TASK GOAL
Copy out the records, starting at the line that has "Mark the wing" and stopping after the line that has "Target: airplane wing". Keep every line in that span and shift every x and y coordinate in the answers up by 41, but leave out the pictures.

========================================================================

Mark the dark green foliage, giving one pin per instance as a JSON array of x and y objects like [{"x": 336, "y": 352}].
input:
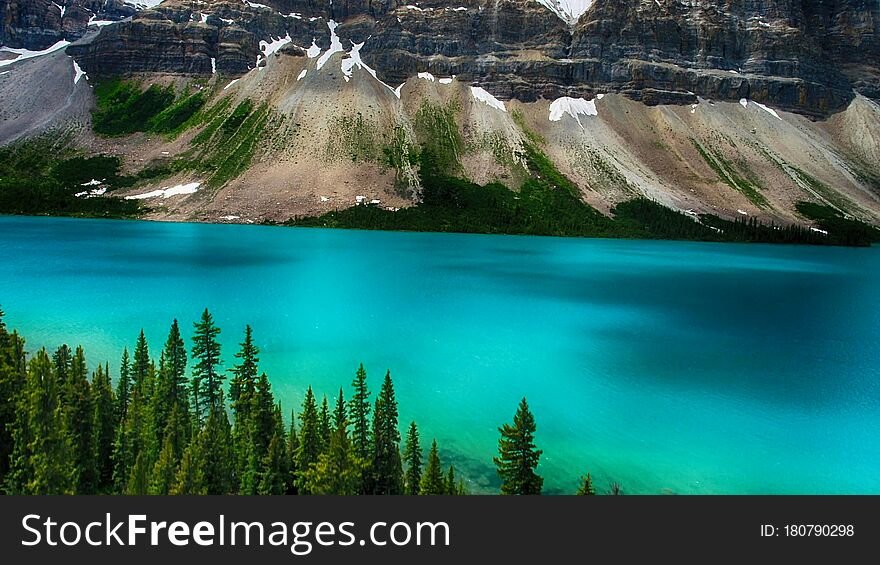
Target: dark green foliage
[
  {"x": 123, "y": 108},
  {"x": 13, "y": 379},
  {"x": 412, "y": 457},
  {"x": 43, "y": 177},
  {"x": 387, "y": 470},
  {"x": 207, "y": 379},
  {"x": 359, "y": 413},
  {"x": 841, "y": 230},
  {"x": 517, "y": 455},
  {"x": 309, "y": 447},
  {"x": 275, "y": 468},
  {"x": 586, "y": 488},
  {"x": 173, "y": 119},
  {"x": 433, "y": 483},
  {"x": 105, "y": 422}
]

========================================================================

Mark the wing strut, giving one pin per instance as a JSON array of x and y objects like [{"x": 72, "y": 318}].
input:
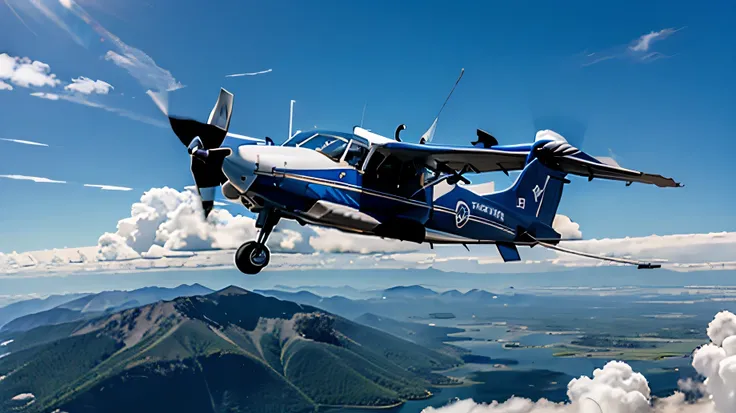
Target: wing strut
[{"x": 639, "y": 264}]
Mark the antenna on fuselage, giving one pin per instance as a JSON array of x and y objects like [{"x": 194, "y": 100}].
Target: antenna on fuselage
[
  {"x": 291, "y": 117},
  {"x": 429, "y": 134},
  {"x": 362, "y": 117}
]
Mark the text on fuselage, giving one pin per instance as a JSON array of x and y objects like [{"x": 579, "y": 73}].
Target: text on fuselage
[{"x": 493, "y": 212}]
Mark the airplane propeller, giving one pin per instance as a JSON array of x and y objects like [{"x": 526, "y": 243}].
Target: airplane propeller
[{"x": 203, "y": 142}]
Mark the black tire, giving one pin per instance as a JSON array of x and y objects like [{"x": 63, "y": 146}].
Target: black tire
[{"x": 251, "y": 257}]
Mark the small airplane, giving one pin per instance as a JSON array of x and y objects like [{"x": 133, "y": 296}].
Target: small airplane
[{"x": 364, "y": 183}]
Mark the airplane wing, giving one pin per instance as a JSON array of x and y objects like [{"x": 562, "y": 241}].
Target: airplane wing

========================================================================

THE REPLY
Mark the wing strut, giving one pin per instance as a JSON array of x and y objects like [{"x": 72, "y": 318}].
input:
Target: wing strut
[{"x": 680, "y": 305}]
Mark the antenna on fuselage, giving one pin per instance as a JSON array of x and y objects like [{"x": 194, "y": 100}].
Target: antenna on fuselage
[
  {"x": 332, "y": 158},
  {"x": 470, "y": 175},
  {"x": 403, "y": 158}
]
Mark the text on fuselage, giving one pin per instance as a JSON array of x and y objects like [{"x": 579, "y": 73}].
Target: text on fuselage
[{"x": 534, "y": 253}]
Mark the airplane propeller, giving one pin per instance as a JSON array of x and y objects like [{"x": 526, "y": 243}].
Target: airplane propeller
[{"x": 244, "y": 183}]
Mark the black tire, giving one pin per instance as a JSON array of x and y objects like [{"x": 63, "y": 146}].
Target: black tire
[{"x": 292, "y": 298}]
Mark the small airplane, giving one pin per instance as a JSON array of x and y objects like [{"x": 133, "y": 296}].
Target: small airplane
[{"x": 405, "y": 224}]
Mark the airplane wing, giving one pin per instance as a JSON array of x and y objects like [{"x": 562, "y": 241}].
Target: airplane wing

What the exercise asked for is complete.